Copy the lines starting at the one containing "this sample: (310,298)." and ending at the close of the records, swapping "Query" for "Prompt" and leaving everything else unchanged.

################

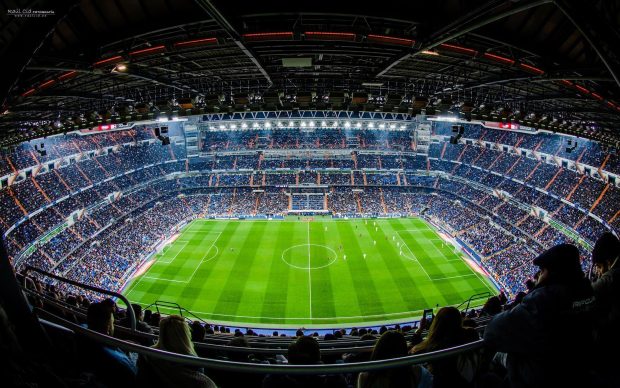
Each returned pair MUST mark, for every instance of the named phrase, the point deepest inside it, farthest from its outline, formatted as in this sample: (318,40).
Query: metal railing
(174,306)
(244,367)
(472,298)
(130,313)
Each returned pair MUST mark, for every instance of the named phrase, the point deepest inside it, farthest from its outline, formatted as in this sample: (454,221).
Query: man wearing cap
(546,338)
(605,257)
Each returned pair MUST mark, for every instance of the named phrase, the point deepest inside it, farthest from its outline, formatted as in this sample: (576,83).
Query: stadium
(202,193)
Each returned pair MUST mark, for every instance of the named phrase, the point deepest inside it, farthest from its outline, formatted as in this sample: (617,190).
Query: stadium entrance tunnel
(309,256)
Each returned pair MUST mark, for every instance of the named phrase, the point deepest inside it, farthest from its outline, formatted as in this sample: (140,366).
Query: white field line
(414,256)
(422,266)
(303,318)
(175,256)
(163,279)
(309,275)
(193,273)
(203,257)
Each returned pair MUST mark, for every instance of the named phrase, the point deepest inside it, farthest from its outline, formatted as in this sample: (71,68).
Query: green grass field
(319,273)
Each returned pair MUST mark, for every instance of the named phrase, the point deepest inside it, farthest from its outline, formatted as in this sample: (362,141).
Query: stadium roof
(554,63)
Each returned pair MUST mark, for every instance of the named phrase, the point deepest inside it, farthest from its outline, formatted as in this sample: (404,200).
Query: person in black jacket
(605,257)
(547,338)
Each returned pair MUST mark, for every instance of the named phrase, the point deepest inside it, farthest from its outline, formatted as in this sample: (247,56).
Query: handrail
(244,367)
(131,314)
(271,347)
(480,295)
(174,305)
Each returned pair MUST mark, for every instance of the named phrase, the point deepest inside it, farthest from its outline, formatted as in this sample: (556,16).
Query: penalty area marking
(202,261)
(415,259)
(175,256)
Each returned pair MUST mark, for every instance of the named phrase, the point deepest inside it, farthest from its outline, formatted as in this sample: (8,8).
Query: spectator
(392,344)
(549,333)
(140,324)
(198,332)
(304,351)
(174,336)
(109,364)
(446,331)
(493,306)
(607,291)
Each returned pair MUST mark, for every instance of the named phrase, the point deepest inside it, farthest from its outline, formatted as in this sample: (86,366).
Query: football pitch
(317,272)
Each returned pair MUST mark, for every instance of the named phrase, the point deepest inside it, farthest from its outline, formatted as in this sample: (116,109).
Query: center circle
(309,256)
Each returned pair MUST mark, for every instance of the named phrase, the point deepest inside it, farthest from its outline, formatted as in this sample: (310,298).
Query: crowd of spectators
(498,230)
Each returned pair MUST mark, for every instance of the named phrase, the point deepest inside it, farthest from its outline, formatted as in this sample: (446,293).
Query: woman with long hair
(174,336)
(446,331)
(392,344)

################

FULL ANSWER
Each returned pair MUST mark, for every instance of the named phrase, the point deepest inside it, farthest from its outline, formatted as in this sample: (310,298).
Prompt: crowd of spectators
(498,230)
Each returned pair MUST mark, for every instance of the named phrase, the point deepest inside it, farthest from its outline, formatted as in this sample: (446,293).
Prompt: woman with long hair
(174,336)
(446,331)
(392,344)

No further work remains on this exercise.